Source records:
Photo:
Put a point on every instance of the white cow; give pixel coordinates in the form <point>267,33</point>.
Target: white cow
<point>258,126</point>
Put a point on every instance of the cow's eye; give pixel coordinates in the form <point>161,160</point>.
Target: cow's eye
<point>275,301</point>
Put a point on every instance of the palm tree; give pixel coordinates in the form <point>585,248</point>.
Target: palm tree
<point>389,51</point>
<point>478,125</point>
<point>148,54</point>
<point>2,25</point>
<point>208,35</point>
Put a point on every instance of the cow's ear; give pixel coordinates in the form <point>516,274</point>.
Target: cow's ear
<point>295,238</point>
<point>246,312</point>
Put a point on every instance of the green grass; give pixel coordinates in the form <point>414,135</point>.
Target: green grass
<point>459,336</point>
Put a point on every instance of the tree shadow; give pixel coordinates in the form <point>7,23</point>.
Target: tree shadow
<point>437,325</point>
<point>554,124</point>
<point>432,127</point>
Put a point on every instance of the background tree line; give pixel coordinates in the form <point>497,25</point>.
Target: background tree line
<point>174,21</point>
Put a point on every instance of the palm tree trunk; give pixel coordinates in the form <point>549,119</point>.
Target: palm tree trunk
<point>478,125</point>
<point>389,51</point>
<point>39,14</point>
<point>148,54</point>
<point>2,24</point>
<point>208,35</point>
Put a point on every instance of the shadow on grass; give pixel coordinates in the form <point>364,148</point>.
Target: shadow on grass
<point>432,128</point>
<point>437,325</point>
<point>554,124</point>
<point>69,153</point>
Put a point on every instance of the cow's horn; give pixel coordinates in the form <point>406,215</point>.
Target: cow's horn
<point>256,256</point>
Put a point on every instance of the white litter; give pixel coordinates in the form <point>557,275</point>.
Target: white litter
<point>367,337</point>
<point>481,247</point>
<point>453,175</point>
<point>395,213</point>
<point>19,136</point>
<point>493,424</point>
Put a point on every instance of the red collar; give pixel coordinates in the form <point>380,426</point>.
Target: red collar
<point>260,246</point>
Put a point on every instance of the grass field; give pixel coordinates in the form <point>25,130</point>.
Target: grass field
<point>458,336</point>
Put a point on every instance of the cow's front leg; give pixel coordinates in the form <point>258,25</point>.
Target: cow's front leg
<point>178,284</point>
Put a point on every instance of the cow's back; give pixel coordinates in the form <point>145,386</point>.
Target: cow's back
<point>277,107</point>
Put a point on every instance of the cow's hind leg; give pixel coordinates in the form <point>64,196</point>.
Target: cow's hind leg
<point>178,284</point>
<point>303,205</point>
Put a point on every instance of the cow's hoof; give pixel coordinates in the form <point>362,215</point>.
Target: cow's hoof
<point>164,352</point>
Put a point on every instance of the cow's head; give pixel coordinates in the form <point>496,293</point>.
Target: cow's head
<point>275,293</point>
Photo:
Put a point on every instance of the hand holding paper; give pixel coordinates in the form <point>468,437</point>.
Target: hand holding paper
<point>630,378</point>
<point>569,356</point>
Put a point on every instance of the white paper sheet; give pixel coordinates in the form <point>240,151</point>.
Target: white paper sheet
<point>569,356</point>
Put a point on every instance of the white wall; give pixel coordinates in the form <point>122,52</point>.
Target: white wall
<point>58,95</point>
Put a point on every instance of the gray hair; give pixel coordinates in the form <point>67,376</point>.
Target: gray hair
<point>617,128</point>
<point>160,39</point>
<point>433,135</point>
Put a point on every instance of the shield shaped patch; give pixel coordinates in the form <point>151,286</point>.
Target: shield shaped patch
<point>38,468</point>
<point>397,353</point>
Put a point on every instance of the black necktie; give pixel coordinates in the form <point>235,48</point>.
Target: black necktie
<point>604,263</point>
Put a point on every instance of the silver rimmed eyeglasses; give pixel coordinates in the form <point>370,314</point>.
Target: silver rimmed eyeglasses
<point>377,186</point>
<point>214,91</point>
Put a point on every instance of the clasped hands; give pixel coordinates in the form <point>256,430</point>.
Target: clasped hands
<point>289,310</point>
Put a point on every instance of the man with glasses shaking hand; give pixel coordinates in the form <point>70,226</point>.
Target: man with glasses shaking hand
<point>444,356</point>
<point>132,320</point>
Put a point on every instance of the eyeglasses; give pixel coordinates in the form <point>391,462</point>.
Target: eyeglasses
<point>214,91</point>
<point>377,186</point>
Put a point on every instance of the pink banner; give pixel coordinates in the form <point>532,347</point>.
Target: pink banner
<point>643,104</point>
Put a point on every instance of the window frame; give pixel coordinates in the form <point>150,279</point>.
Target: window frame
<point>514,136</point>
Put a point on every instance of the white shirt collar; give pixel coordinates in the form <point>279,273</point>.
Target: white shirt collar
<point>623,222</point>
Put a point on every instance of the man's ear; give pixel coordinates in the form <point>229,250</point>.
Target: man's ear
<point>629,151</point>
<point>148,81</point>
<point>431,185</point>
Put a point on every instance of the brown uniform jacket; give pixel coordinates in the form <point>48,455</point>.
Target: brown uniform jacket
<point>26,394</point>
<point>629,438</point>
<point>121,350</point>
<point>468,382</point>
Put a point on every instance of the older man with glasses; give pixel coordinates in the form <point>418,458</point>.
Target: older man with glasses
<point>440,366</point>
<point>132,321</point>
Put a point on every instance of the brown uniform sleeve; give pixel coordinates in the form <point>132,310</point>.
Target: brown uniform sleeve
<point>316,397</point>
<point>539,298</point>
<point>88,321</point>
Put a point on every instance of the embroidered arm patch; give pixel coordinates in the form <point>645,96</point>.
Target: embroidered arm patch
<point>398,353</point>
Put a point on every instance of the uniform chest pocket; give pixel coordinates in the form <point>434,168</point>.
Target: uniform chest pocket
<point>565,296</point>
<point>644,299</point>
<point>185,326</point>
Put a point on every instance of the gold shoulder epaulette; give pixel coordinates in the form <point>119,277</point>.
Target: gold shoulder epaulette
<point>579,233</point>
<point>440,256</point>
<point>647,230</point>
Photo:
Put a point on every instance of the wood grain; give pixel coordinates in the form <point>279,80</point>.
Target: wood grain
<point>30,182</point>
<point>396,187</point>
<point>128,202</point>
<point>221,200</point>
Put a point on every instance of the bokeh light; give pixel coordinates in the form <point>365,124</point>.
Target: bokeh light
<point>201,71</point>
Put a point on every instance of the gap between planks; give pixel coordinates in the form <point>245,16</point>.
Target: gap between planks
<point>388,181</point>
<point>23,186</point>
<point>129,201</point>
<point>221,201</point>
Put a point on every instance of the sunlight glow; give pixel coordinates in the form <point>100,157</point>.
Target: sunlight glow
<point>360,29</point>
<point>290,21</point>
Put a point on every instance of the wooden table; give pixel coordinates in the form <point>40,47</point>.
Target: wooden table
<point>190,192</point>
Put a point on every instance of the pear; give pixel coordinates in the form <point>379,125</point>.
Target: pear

:: WORK TO BE COMPLETED ::
Using the data above, return each line that includes the word "pear".

:: RESULT OF THE EXERCISE ::
Put a point on every instance of the pear; give pixel coordinates in the form <point>379,125</point>.
Target: pear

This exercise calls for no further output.